In exact form, set down only those lines of the material that run from its first line to the line with "Target: wide drawer", inclusive.
#### RECORDS FOR THIS TASK
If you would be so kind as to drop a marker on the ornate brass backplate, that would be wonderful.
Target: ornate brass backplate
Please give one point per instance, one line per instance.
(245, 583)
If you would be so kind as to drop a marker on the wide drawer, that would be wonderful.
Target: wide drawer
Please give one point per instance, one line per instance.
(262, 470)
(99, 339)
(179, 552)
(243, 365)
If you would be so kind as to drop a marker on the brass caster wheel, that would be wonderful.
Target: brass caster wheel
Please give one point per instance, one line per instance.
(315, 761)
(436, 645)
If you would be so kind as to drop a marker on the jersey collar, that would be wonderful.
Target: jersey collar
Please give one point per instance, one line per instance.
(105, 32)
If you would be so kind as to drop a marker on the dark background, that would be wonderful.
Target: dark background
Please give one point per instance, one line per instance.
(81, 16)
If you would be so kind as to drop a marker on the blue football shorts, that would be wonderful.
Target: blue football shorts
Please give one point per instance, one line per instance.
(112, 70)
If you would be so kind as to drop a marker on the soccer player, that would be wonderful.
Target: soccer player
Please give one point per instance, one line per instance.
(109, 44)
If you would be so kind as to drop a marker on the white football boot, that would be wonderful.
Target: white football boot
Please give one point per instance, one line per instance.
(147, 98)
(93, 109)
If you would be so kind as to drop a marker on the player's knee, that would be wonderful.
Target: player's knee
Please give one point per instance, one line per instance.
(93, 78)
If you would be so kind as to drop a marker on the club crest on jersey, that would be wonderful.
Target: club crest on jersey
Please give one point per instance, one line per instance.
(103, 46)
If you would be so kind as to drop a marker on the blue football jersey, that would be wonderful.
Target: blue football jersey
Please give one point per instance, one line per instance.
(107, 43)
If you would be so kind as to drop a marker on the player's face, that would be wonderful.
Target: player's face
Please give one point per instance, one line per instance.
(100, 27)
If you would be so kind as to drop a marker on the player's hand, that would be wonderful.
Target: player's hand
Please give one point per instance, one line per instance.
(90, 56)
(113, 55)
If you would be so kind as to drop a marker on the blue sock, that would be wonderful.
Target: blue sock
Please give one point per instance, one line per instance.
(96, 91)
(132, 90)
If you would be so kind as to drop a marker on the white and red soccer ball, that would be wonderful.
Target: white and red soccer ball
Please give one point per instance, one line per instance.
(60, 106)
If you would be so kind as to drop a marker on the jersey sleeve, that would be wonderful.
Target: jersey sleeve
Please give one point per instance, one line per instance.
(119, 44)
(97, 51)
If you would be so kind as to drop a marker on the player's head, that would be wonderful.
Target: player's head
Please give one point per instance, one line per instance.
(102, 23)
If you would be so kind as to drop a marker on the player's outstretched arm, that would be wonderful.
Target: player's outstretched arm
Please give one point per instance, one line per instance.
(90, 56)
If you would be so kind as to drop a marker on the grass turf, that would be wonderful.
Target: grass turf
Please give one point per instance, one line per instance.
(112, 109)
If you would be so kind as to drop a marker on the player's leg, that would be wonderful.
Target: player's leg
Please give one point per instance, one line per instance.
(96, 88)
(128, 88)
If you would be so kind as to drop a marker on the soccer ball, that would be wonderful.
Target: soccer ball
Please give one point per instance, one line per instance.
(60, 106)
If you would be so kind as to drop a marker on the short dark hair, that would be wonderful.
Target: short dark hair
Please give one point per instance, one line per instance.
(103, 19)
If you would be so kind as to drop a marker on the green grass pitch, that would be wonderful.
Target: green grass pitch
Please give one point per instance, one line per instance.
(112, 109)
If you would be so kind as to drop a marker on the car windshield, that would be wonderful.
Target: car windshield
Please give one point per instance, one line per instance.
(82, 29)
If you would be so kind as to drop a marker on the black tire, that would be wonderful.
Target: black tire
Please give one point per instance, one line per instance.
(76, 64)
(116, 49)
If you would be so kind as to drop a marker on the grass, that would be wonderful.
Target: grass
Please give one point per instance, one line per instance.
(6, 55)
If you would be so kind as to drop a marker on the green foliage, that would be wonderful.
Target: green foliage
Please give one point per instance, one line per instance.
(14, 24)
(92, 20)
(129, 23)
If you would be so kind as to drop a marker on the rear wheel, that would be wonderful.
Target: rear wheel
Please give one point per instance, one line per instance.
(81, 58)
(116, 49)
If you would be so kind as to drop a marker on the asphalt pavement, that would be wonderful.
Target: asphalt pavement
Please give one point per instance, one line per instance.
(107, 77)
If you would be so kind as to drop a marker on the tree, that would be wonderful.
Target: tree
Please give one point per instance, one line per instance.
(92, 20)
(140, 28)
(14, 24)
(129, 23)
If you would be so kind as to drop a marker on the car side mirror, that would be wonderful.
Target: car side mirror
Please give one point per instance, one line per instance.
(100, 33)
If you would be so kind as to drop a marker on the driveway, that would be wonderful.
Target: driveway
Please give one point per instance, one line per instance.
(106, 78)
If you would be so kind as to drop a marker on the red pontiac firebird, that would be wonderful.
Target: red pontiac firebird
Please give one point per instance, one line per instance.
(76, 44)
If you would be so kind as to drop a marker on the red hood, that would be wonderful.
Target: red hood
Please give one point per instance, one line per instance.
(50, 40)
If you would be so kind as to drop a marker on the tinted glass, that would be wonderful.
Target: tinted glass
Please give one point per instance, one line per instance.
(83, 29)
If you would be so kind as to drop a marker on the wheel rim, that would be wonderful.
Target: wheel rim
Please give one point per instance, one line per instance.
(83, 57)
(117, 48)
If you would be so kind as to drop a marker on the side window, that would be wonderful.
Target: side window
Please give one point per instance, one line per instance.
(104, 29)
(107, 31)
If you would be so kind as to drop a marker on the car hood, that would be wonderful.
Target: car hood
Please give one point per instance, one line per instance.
########
**RESULT FOR THIS EXERCISE:**
If you would be so kind as to drop a marker on the ornate brass backplate, that would be wonderful.
Target: ornate brass backplate
Please give one point per instance, one line per instance.
(245, 583)
If you would be so kind as to drop a marker on the wide drawer, that would be wonderful.
Target: wide drawer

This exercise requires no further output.